+++ DATA PROVIDED

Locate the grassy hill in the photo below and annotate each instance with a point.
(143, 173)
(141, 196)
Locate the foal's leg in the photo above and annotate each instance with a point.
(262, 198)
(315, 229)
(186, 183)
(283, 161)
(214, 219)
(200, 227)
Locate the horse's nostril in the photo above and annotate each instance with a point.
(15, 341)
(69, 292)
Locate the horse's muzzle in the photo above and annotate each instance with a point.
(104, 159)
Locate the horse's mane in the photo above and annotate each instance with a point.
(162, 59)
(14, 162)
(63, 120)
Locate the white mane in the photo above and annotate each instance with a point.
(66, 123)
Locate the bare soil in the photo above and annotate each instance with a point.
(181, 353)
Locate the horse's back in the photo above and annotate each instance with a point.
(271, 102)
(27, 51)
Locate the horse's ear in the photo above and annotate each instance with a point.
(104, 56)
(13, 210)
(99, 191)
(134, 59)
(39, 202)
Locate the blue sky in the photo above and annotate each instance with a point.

++++++

--- GOAL ---
Substitute "mare's" for "horse's" everywhere in the records above, and write the records out again with nothing else changed.

--- EXERCISE ANSWER ---
Locate the grassy hill in the photo below and annotate each instance with a point.
(143, 173)
(141, 196)
Locate the foal's leg in the photo above and annotate each instance with a point.
(262, 198)
(315, 229)
(186, 183)
(283, 161)
(214, 219)
(200, 227)
Locate the mare's nostril in the photo above and annotate each instance with a point.
(15, 341)
(69, 292)
Locate the mare's muzzle in the photo above and annotate each instance with a point.
(104, 159)
Locate the mare's mane in the photo above and annotate each instance with a point.
(162, 59)
(14, 162)
(63, 120)
Locate the white mane in the photo above and annotate each instance with a point.
(66, 123)
Locate the bare soil in the photo above and annotate each instance with a point.
(181, 353)
Locate the mare's back in the photo above and annotate each instance with a point.
(271, 102)
(27, 51)
Locate the mare's ear in the photo above and annotate each instance with a point.
(104, 56)
(13, 210)
(99, 191)
(134, 59)
(39, 202)
Locate the blue sky in the photo above and annotate each instance with a point.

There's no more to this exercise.